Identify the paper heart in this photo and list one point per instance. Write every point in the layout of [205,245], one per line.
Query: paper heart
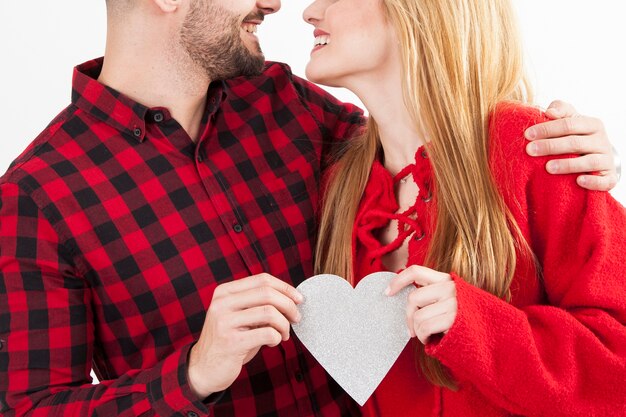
[356,334]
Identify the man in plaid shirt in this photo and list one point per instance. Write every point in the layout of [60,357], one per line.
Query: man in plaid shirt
[155,231]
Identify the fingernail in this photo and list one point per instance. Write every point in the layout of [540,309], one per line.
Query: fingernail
[555,112]
[553,167]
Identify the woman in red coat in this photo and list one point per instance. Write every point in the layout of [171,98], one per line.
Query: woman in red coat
[519,303]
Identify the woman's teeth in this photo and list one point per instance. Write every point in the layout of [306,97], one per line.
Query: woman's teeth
[249,27]
[322,40]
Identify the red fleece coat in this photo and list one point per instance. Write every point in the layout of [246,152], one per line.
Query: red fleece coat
[559,347]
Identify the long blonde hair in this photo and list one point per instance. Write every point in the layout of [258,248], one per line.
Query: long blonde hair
[460,58]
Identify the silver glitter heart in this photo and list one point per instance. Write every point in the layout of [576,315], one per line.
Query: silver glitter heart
[355,334]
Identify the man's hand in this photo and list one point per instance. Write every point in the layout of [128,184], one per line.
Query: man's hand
[244,315]
[570,132]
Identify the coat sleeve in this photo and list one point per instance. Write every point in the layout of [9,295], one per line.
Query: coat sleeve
[565,356]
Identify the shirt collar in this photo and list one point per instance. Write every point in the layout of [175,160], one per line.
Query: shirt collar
[118,110]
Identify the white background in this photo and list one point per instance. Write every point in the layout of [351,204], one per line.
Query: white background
[576,49]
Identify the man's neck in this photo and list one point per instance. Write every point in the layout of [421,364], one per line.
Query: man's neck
[156,78]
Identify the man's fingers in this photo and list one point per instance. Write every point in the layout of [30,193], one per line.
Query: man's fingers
[263,336]
[262,316]
[569,126]
[263,296]
[584,163]
[566,145]
[597,182]
[256,281]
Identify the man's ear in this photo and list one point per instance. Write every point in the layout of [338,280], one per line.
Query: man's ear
[168,6]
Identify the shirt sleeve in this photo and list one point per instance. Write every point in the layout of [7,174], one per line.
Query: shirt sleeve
[47,332]
[567,356]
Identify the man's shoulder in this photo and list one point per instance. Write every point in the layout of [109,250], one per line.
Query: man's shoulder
[42,156]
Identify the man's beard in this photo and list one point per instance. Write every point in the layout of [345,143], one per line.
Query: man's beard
[211,37]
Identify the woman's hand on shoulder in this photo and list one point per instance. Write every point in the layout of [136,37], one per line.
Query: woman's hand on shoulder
[432,306]
[571,133]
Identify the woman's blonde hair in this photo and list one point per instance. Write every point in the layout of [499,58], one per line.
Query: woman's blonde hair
[460,58]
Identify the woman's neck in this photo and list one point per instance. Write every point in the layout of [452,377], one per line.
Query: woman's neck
[399,134]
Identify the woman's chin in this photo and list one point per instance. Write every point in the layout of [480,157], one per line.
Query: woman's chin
[320,77]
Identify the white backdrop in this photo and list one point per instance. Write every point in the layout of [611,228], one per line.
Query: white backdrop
[576,48]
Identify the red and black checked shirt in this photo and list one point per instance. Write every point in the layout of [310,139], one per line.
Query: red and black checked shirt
[115,228]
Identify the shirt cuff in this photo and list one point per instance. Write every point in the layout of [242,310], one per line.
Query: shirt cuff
[169,391]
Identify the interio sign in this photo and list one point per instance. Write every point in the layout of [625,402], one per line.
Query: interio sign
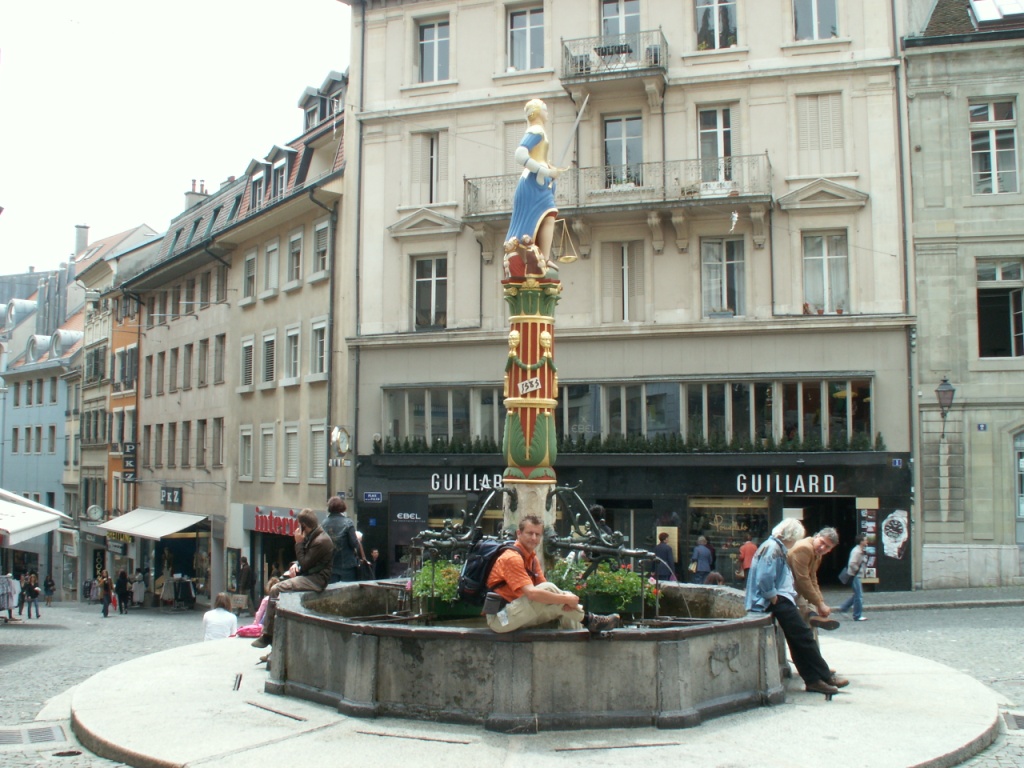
[274,520]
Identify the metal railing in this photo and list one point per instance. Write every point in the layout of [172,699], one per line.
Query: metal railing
[676,181]
[590,56]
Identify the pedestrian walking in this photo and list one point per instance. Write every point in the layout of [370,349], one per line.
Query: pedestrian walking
[32,592]
[49,587]
[123,590]
[854,567]
[700,560]
[105,587]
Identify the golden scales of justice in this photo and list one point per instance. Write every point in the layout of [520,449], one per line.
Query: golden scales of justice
[562,247]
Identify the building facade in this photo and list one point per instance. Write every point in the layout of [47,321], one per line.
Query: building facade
[964,107]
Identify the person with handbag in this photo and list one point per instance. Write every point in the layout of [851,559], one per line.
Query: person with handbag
[851,576]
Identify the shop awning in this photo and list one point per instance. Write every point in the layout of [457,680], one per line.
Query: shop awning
[152,523]
[22,519]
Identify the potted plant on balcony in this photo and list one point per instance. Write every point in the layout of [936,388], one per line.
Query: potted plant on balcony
[605,591]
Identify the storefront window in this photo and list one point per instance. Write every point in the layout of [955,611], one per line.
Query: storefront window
[860,408]
[741,413]
[418,414]
[438,414]
[763,411]
[634,410]
[663,409]
[614,410]
[460,414]
[394,414]
[583,411]
[811,398]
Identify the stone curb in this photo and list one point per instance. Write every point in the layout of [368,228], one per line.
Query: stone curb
[955,604]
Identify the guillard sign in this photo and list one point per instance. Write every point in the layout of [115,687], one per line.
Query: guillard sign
[269,522]
[464,481]
[783,482]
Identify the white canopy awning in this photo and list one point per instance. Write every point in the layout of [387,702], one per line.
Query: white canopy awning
[152,523]
[22,519]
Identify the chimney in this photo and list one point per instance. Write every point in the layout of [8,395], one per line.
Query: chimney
[196,196]
[81,238]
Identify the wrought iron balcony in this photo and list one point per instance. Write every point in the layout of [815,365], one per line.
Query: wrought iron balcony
[674,183]
[617,55]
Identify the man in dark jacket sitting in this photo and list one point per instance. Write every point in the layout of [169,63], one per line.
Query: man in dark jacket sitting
[314,555]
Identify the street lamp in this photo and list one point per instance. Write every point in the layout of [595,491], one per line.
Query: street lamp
[944,394]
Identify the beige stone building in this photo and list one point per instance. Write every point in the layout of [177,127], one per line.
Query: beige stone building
[741,281]
[964,108]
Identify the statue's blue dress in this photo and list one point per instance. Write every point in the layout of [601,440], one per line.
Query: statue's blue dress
[532,202]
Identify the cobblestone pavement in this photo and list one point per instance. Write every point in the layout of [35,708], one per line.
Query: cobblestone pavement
[40,659]
[982,642]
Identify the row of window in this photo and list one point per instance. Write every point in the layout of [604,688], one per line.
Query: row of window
[715,25]
[261,268]
[183,367]
[30,439]
[33,391]
[188,297]
[814,411]
[186,443]
[287,368]
[259,457]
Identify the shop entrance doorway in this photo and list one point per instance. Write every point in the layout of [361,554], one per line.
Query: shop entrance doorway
[837,512]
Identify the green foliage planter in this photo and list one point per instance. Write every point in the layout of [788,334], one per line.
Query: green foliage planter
[605,591]
[436,585]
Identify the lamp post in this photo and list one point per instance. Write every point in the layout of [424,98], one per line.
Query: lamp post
[944,394]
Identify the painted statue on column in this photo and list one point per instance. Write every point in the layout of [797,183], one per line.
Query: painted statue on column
[531,290]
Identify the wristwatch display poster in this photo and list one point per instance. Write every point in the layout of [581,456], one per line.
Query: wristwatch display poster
[895,531]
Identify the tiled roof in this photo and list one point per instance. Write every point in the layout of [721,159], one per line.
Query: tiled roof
[954,17]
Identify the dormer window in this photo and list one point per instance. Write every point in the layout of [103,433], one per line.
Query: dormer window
[279,178]
[256,198]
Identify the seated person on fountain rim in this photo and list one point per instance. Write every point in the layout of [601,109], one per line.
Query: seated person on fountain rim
[518,578]
[310,571]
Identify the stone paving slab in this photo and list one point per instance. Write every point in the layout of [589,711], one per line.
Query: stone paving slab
[179,708]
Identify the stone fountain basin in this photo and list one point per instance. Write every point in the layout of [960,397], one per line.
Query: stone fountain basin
[540,679]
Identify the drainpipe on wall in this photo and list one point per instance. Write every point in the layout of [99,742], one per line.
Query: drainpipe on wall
[331,315]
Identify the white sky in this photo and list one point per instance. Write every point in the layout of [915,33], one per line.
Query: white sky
[110,108]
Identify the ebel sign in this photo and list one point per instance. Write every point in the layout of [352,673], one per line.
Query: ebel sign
[784,482]
[464,481]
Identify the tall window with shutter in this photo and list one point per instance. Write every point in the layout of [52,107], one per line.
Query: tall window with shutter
[246,375]
[266,453]
[320,247]
[429,167]
[819,133]
[317,453]
[623,283]
[269,357]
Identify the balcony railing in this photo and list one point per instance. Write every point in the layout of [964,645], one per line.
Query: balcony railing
[676,182]
[614,54]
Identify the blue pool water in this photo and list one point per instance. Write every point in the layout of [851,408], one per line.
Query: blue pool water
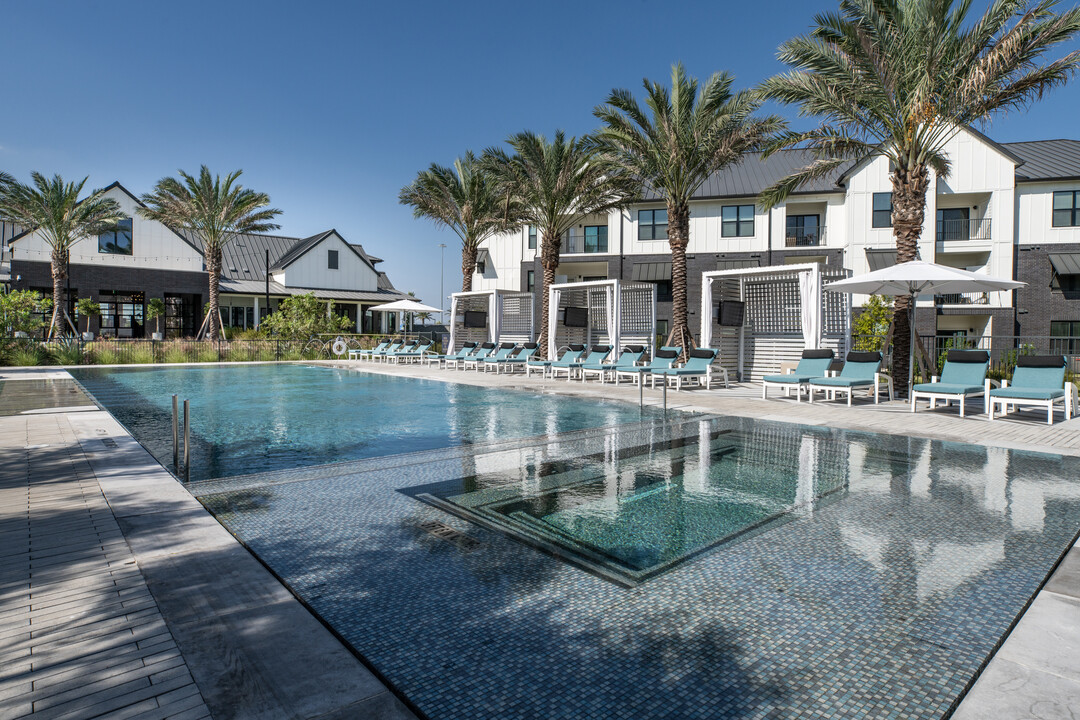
[258,418]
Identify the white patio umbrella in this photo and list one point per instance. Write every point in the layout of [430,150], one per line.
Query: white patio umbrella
[918,277]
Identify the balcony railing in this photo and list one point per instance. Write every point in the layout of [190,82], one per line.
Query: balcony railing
[974,229]
[807,238]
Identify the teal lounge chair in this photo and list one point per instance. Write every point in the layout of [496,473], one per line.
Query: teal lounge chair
[813,364]
[571,355]
[517,360]
[466,349]
[595,353]
[501,353]
[861,369]
[662,360]
[698,367]
[962,377]
[630,356]
[482,352]
[1038,380]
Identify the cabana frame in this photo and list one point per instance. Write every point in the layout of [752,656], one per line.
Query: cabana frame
[619,313]
[774,330]
[510,317]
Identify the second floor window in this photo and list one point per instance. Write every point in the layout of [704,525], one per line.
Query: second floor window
[738,221]
[117,241]
[652,225]
[882,211]
[1066,208]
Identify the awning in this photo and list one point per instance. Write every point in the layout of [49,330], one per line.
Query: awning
[736,263]
[881,258]
[1066,263]
[651,272]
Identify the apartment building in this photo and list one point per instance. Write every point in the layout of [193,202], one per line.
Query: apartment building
[1007,209]
[144,259]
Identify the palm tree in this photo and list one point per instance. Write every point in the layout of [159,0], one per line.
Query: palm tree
[899,79]
[53,208]
[463,199]
[557,184]
[213,211]
[685,137]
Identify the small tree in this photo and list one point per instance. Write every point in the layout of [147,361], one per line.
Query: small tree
[88,309]
[154,311]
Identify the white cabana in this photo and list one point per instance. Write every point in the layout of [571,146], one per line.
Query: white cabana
[602,311]
[785,312]
[507,317]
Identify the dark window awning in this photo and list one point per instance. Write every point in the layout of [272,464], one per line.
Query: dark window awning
[652,272]
[880,258]
[1065,263]
[737,263]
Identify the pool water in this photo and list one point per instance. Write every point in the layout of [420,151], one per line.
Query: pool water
[259,418]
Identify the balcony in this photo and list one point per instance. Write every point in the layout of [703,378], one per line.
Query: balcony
[963,229]
[805,238]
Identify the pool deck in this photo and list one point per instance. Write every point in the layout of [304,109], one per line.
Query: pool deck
[120,595]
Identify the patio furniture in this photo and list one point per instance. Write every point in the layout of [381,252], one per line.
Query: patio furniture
[813,364]
[1038,380]
[861,369]
[962,377]
[662,360]
[630,356]
[698,366]
[571,355]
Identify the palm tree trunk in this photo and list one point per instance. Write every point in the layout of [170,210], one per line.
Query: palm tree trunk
[549,259]
[214,270]
[468,267]
[908,213]
[678,238]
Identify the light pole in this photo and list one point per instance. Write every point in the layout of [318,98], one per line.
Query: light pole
[442,275]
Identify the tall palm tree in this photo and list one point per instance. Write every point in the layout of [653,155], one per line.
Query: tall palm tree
[557,184]
[466,200]
[213,211]
[899,79]
[686,136]
[53,208]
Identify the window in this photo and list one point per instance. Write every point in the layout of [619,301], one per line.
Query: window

**Given request:** Give back, exactly as written, the lines from the one with "Identify the palm tree trunk" to the last line.

**Exercise response:**
Identify the palm tree trunk in this photo and list one point per instance. Write every point in the layout of [170,210], one per line.
Query: palm tree trunk
[549,259]
[214,270]
[468,267]
[908,213]
[678,238]
Identify the light pole in this photo and list one point per instance. Write every point in the layout of [318,98], one per line.
Query: light pole
[442,275]
Identify the tall palm tree in this photo and list one point per instance. Write every point in the layout of [653,155], one per line.
Query: tall palm tree
[557,184]
[466,200]
[213,211]
[899,79]
[686,136]
[53,208]
Identify the window in this photo and list one point per instance. Write every point in the layout of [619,301], one per line.
Query: window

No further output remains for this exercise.